VALDOBBIADENE, Itália – Pequenas caminhonetes levando montanhas de uvas verdes serpenteavam ao longo da Rota do Prosecco. Trabalhadores colhendo uvas nos vinhedos apertavam os olhos contra o sol. Turistas embriagados paravam para uma degustação. Casais brindavam nos bares pitorescos de Prosecco da cidade.
Mas, por trás dessa fachada efervescente, os produtores do conhecidíssimo vinho branco espumante italiano da região do Vêneto, no nordeste do país, estavam em pé de guerra. "Sinto que estou indo para a batalha", disse Elvira Maria Bortolomiol, fingindo empunhar um rifle em uma arejada sala de degustação próxima a seus vinhedos. Uma das proprietárias da vinícola Bortolomiol e a nova presidente de um consórcio de produtores, ela contou que um ataque surpresa "nos desorientou".
A guerra e os conflitos internos chegaram ao país do Prosecco. A União Europeia, considerada uma tremenda estraga-prazeres por essa indústria multibilionária movida a spritz, concordou em avaliar um antigo pedido feito pela Croácia para que se reconheça o Prosek, método de produção de um obscuro vinho doce de sobremesa que leva o mesmo nome.
O gigante Prosecco já se desviou de inúmeros ataques – falsificações, como o meer-secco e o cansecco, e os alertas de dentistas britânicos de que o espumante açucarado estaria apodrecendo os dentes do país. Mas o minúsculo Prosek, vinho realmente antigo, originário de um estado membro da UE, representava uma ameaça singular.
Uma parcela significativa da economia da Itália se baseia em produtos exclusivamente italianos, com nome e sons protegidos contra imitações. Os produtores argumentam: se a UE permitisse o Prosek hoje, não seria o farmesão o próximo?

- AÇÕES NECESSÁRIAS -
A. Transcreva o trecho do texto sobre o Prosecco que começa em "Uma parcela significativa" e segue até "farmesão o próximo?".
B. Segundo o texto sobre o Prosecco, qual país fez o pedido para que se reconheça o Prosek?
As entradas não guardam relação com o texto sobre o Prosecco.

- Entradas de rotulagem de segmentação -

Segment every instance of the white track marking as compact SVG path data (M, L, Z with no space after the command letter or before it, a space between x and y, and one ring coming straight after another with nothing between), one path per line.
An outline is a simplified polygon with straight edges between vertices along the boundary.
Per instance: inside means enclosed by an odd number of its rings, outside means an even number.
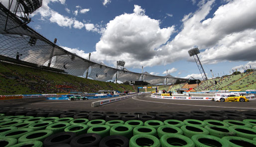
M176 104L176 105L188 105L188 106L201 106L201 107L219 107L219 108L239 108L239 109L256 109L256 108L244 108L240 107L227 107L227 106L209 106L209 105L196 105L196 104L181 104L181 103L169 103L169 102L160 102L160 101L152 101L149 100L141 100L138 99L136 98L133 98L134 97L132 97L132 98L136 100L140 100L142 101L149 102L154 102L154 103L165 103L165 104ZM149 97L151 98L151 97Z

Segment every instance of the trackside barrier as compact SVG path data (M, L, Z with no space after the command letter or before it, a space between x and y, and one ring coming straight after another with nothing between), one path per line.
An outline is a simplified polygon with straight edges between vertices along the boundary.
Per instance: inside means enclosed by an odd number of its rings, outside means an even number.
M117 101L123 100L123 99L125 99L126 98L130 98L133 97L135 96L137 96L139 94L135 94L135 95L129 95L128 96L122 97L120 97L120 98L110 98L110 99L105 99L105 100L99 100L99 101L94 101L94 102L92 102L92 107L97 107L98 106L103 105L104 104L106 104L113 102L115 101Z
M211 100L214 97L169 97L169 96L160 96L151 95L151 98L163 98L163 99L187 99L187 100Z

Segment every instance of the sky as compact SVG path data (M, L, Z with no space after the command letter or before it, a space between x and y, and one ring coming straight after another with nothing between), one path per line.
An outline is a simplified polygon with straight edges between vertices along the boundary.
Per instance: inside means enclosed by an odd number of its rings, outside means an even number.
M4 4L8 0L0 0ZM202 79L256 68L255 0L43 0L28 25L57 45L115 67Z

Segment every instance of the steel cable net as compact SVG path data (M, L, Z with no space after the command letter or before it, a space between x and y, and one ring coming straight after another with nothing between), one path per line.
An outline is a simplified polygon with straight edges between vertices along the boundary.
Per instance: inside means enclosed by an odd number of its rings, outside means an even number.
M88 77L94 80L116 79L117 69L90 61L69 52L23 23L0 3L0 55L15 59L18 52L20 60L45 66L51 61L50 67L63 70L68 74L85 77L88 69ZM118 80L123 82L138 81L141 76L140 73L118 71ZM154 85L163 83L165 78L146 75L143 80Z

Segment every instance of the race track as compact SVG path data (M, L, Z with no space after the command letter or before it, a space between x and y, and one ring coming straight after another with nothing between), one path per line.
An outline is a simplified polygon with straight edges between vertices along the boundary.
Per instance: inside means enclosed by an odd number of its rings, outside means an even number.
M143 94L96 107L92 102L108 99L87 100L46 100L42 98L23 98L0 101L1 107L40 108L47 110L77 110L115 112L173 112L191 110L256 110L256 100L249 102L214 102L204 100L176 100L152 98Z

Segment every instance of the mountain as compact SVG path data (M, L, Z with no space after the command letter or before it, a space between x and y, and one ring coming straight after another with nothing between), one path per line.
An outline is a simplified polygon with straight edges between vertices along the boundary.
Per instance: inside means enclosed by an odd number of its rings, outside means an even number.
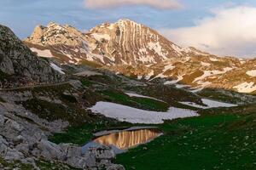
M38 26L25 40L39 55L63 63L96 62L100 65L156 64L169 58L207 54L183 48L157 31L129 20L105 23L83 33L69 26Z
M35 55L8 27L0 25L0 78L2 87L55 82L63 76Z
M218 57L183 48L129 20L105 23L83 33L70 26L37 26L25 41L38 55L63 64L87 64L177 88L256 91L255 60Z

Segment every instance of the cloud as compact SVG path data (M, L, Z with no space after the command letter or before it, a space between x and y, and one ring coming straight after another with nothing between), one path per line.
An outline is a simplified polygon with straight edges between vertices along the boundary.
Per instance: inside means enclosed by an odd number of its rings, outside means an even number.
M159 9L179 8L177 0L84 0L87 8L112 8L122 6L146 5Z
M256 8L215 8L191 27L160 29L171 41L219 55L256 56Z

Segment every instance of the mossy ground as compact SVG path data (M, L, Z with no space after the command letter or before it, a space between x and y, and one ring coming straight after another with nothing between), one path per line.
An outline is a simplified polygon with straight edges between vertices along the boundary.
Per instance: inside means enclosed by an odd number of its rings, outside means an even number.
M116 162L128 170L256 169L253 109L166 122L159 126L164 135L119 155Z

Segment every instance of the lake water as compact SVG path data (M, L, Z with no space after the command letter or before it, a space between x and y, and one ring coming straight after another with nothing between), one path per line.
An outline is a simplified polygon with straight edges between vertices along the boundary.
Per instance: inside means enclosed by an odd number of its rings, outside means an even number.
M102 135L101 135L102 134ZM97 133L91 142L83 147L85 151L90 147L98 145L111 146L116 154L126 151L130 148L150 142L162 134L156 128L133 128L125 130L104 131Z

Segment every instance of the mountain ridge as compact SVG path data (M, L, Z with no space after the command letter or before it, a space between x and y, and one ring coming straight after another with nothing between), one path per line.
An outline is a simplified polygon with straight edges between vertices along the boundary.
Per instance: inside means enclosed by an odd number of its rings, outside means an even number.
M193 88L220 88L252 93L256 88L255 76L246 74L256 70L253 60L219 57L195 48L182 48L156 31L130 20L103 23L86 33L55 23L49 23L42 31L39 28L36 27L25 42L39 55L44 54L42 51L49 50L51 57L62 64L91 62L138 79L160 78L166 80L166 84L180 82ZM253 64L248 66L248 63ZM244 77L239 80L236 74L227 74L230 71L240 72ZM225 76L226 74L233 77ZM242 83L251 84L250 89L239 90L237 86Z

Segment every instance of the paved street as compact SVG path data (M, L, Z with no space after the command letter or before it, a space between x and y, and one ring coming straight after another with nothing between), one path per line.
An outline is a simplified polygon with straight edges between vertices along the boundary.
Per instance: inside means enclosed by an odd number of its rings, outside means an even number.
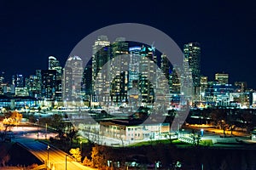
M75 162L69 155L64 151L49 145L49 150L47 150L48 144L38 142L36 140L37 128L23 128L23 133L18 133L18 128L15 131L15 138L13 141L18 142L20 145L26 148L31 153L32 153L36 157L45 162L49 167L53 170L73 170L73 169L81 169L81 170L92 170L94 168L84 167L80 163ZM39 130L40 131L40 130ZM43 133L42 133L43 134ZM49 133L50 134L50 133ZM44 135L39 135L40 139L44 139ZM49 156L49 162L48 162ZM67 162L66 162L67 159ZM67 162L67 163L66 163Z

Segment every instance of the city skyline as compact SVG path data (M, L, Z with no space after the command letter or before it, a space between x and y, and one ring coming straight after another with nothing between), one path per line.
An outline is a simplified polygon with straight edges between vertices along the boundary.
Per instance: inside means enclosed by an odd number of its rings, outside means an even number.
M30 75L37 68L46 69L47 64L42 63L49 55L57 57L63 65L72 48L91 31L112 24L135 22L163 31L181 48L189 42L200 42L201 72L210 79L213 79L215 73L224 71L230 75L232 82L246 81L248 88L256 87L252 62L254 2L244 4L186 2L186 6L182 3L141 2L137 5L125 4L125 8L118 10L118 15L110 12L115 8L108 3L102 6L79 1L38 3L3 3L1 37L3 41L0 54L4 60L0 71L5 71L8 77L15 73ZM129 10L131 7L136 12ZM152 10L140 10L140 7ZM91 16L97 8L98 14ZM51 13L47 13L48 10Z

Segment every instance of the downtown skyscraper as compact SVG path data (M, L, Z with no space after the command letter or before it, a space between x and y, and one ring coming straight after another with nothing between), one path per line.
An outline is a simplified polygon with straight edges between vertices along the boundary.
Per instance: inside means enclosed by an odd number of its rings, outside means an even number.
M200 97L200 80L201 80L201 46L198 42L189 42L183 47L183 89L184 93L192 94L195 100ZM191 84L191 78L193 84ZM190 91L192 90L192 91Z

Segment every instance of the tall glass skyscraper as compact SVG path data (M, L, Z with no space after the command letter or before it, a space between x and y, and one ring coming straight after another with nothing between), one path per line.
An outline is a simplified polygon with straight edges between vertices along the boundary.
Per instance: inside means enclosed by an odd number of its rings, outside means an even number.
M192 76L194 99L200 97L200 80L201 80L201 46L198 42L189 42L183 47L184 54L184 76ZM190 85L188 84L187 87Z

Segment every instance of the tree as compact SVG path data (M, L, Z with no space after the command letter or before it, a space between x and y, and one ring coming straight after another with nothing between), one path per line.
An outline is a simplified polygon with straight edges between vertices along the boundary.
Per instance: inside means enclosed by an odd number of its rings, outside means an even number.
M72 146L73 144L73 139L78 135L78 130L74 128L74 127L68 132L67 133L67 137L70 139L70 145Z
M244 110L244 113L241 115L247 132L249 133L252 128L253 114L249 110Z
M106 166L107 161L104 158L103 152L103 146L96 145L92 148L91 162L93 167L102 168L102 167Z
M72 154L72 156L76 159L77 162L81 162L82 156L79 148L71 149L69 150L69 153Z

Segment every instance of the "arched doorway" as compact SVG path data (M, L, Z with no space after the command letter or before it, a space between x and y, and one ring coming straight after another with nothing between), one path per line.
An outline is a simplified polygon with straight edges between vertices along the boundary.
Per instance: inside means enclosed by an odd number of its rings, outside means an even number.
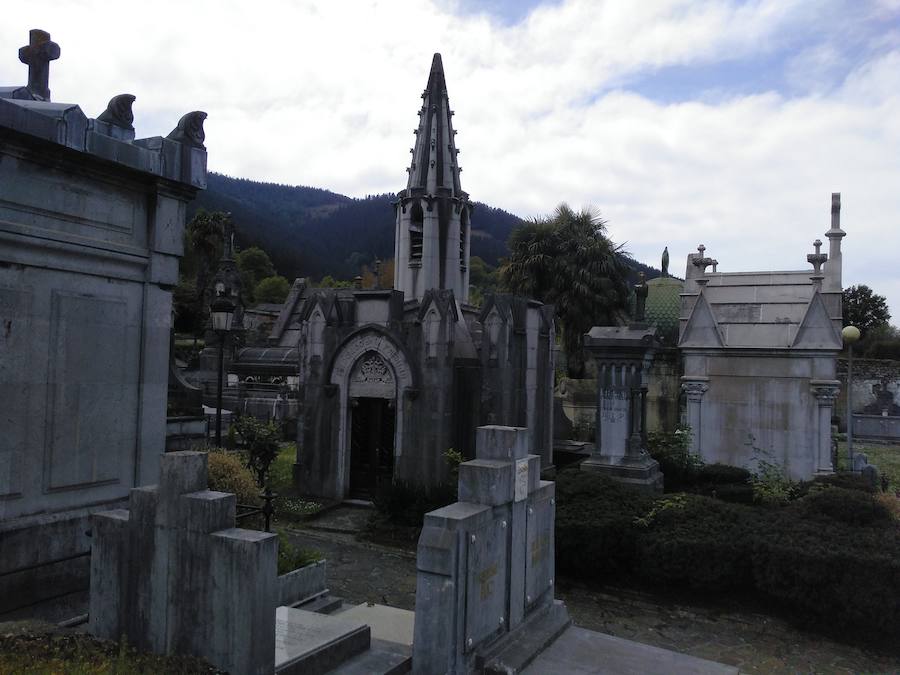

- RESPOSTAS DADAS -
A.
Uma parcela significativa da economia da Itália se baseia em produtos exclusivamente italianos, com nome e sons protegidos contra imitações. Os produtores argumentam: se a UE permitisse o Prosek hoje, não seria o farmesão o próximo?

B. A Croácia.